[Stored entries]
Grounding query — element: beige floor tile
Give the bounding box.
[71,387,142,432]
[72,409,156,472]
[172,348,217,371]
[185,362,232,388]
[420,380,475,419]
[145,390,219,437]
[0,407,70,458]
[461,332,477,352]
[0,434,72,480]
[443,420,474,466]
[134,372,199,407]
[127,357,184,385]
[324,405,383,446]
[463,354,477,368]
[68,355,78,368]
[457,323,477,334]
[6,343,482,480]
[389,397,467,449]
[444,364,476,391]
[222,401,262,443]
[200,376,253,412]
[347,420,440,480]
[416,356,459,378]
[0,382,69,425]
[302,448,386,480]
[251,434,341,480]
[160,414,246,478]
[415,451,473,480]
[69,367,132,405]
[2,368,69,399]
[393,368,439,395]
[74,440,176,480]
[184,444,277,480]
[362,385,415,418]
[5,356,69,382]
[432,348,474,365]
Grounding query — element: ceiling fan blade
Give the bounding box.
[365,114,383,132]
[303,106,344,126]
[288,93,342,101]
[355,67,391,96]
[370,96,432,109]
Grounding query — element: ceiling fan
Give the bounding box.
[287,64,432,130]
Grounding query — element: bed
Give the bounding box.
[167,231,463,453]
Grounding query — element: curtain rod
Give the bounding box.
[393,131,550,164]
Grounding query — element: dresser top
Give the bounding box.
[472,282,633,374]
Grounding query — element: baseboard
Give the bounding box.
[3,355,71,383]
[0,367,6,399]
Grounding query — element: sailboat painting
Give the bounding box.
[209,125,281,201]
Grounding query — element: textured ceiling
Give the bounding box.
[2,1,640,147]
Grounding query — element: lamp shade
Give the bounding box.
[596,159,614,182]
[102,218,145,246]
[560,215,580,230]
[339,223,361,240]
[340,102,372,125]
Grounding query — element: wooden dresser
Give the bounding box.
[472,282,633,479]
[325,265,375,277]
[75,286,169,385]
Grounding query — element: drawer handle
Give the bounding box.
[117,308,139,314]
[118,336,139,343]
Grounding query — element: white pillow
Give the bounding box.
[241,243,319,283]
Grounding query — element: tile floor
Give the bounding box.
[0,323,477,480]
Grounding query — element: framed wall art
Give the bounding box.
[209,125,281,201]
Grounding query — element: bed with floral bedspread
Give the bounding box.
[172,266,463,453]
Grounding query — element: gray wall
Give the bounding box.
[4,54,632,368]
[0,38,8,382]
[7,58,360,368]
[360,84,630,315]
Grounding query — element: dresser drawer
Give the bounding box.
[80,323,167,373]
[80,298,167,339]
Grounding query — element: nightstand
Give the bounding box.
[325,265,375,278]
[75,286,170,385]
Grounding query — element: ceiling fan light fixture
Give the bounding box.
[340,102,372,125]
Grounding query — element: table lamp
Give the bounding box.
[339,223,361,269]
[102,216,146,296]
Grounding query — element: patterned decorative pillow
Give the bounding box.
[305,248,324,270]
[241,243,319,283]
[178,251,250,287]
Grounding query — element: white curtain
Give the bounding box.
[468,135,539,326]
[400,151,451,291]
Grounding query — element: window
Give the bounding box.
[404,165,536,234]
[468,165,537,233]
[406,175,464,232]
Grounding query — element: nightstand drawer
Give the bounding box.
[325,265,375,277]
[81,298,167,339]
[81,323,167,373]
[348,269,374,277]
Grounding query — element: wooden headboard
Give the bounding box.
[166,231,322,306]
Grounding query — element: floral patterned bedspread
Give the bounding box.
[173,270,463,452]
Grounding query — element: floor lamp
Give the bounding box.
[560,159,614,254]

--

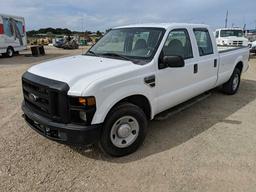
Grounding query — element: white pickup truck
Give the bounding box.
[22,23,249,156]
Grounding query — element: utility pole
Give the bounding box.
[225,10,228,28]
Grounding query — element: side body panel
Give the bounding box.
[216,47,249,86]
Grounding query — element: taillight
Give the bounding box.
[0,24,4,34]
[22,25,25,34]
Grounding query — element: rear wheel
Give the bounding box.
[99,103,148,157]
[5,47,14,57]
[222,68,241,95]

...

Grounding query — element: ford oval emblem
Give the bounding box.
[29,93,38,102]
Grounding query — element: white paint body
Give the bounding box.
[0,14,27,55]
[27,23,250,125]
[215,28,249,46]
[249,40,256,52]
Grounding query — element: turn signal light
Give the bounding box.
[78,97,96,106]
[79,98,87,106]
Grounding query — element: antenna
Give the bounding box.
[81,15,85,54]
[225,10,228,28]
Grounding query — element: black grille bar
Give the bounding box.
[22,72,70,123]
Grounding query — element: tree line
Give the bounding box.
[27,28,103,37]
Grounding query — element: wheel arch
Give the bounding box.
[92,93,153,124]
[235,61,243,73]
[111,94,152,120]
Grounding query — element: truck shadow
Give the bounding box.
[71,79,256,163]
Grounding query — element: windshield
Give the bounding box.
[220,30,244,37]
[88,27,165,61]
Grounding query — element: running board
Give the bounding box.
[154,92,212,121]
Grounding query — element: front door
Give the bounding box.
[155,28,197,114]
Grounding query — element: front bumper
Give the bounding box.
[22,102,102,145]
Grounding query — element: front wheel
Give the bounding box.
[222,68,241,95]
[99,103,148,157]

- [TASK]
State the number of lines in the entries above that contain the word "patterned", and nothing more.

- [SOLUTION TO THE PROBLEM]
2